- What this task involves: Please list each line from the records below that contains the word "knee".

- Items:
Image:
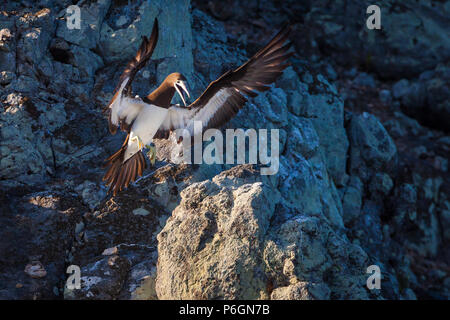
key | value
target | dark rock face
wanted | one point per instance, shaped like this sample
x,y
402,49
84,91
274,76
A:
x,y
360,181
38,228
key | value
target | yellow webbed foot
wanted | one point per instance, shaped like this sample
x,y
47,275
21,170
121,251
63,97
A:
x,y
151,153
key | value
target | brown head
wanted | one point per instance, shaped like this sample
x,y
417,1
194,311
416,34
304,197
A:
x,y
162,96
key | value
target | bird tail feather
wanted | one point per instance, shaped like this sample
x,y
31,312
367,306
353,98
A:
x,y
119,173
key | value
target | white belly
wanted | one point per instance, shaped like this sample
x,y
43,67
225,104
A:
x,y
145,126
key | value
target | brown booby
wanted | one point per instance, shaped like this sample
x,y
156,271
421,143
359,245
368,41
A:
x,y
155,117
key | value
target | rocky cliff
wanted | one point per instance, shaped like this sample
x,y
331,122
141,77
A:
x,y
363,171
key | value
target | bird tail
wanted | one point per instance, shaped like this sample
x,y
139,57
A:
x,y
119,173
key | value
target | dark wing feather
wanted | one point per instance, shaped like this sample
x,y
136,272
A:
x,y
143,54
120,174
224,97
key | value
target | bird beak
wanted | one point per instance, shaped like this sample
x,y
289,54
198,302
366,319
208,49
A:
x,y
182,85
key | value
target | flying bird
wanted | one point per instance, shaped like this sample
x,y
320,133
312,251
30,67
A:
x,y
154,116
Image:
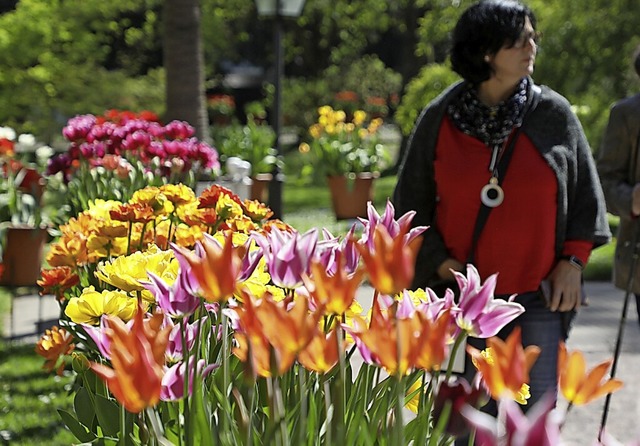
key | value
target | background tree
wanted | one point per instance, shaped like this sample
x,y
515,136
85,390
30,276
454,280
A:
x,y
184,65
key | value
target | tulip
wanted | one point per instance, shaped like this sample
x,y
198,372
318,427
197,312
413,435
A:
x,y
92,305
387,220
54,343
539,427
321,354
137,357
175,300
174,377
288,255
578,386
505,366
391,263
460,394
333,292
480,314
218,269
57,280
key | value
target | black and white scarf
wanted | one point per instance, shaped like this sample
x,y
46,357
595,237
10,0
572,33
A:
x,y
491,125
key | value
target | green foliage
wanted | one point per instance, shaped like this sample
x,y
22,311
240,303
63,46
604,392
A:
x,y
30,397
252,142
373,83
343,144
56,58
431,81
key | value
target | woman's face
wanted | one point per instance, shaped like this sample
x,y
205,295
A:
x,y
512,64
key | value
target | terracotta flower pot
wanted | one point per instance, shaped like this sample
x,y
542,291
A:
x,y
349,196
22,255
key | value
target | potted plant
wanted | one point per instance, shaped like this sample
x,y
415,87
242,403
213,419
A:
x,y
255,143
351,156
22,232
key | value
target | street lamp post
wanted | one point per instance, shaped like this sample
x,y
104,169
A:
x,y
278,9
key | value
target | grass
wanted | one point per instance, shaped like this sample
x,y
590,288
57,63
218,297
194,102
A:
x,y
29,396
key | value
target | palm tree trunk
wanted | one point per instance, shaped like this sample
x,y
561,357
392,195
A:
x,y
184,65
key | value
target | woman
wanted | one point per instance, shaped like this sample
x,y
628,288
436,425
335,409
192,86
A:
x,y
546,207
---
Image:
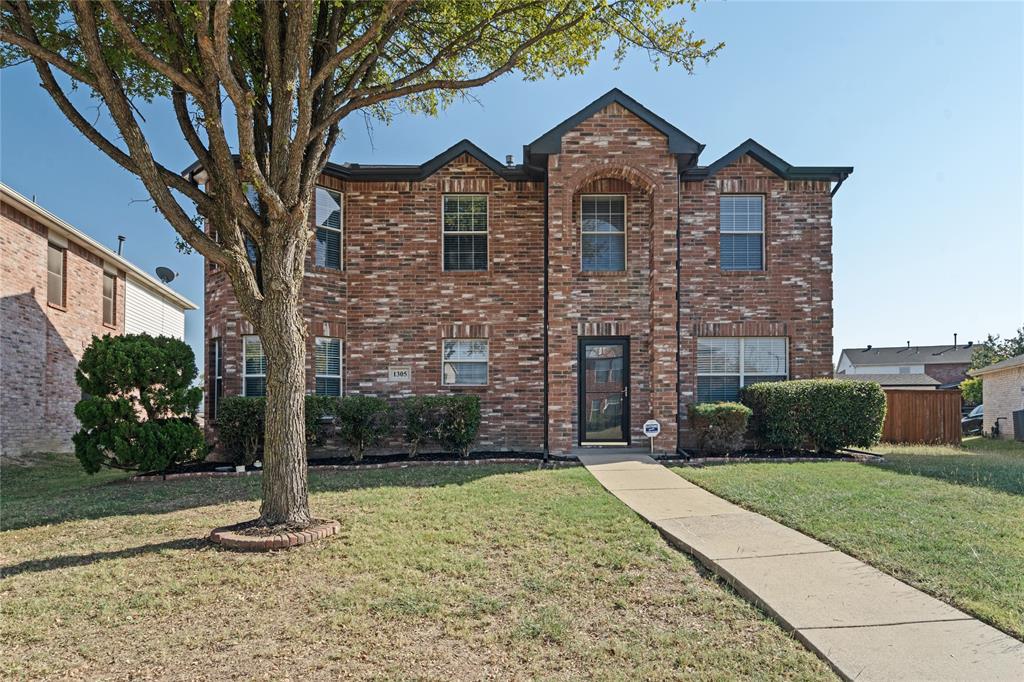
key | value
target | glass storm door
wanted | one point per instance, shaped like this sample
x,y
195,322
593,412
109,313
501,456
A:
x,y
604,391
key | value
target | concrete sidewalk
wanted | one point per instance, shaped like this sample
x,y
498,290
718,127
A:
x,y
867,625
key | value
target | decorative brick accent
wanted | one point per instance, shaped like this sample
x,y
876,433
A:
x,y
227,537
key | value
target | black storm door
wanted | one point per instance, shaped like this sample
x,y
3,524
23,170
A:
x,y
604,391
...
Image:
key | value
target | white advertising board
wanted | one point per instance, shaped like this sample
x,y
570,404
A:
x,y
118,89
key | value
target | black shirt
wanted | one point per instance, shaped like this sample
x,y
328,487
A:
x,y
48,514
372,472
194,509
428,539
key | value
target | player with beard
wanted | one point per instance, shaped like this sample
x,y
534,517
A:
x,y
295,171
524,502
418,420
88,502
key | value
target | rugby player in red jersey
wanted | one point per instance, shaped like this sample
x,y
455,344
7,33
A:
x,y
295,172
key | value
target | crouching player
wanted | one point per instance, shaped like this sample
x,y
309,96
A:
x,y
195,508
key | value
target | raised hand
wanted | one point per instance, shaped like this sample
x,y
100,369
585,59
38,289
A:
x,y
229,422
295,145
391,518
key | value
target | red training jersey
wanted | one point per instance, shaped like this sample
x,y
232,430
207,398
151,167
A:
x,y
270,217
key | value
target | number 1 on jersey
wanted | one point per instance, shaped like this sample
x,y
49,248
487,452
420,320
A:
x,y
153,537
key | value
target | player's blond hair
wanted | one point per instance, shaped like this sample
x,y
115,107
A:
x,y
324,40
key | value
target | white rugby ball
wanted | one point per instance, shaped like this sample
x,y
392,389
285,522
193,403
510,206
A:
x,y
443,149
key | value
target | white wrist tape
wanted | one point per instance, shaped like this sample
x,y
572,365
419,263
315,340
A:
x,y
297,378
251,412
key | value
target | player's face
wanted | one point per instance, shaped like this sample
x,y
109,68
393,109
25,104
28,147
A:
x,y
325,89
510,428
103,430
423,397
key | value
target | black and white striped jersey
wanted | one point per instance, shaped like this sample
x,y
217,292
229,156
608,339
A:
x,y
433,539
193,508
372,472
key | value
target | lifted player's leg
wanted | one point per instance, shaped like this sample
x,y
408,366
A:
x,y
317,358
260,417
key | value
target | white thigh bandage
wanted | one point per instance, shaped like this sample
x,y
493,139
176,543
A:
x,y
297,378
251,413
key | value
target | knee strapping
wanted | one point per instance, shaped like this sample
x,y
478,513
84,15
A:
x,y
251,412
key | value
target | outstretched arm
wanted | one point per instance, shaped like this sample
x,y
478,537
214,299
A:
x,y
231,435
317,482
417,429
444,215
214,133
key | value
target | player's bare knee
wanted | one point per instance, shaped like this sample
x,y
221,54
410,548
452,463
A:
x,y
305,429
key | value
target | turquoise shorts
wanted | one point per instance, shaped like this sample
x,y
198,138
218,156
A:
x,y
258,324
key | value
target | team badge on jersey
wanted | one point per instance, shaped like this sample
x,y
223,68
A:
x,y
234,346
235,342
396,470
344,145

- Solution for this problem:
target | knee strapping
target | player's bare knee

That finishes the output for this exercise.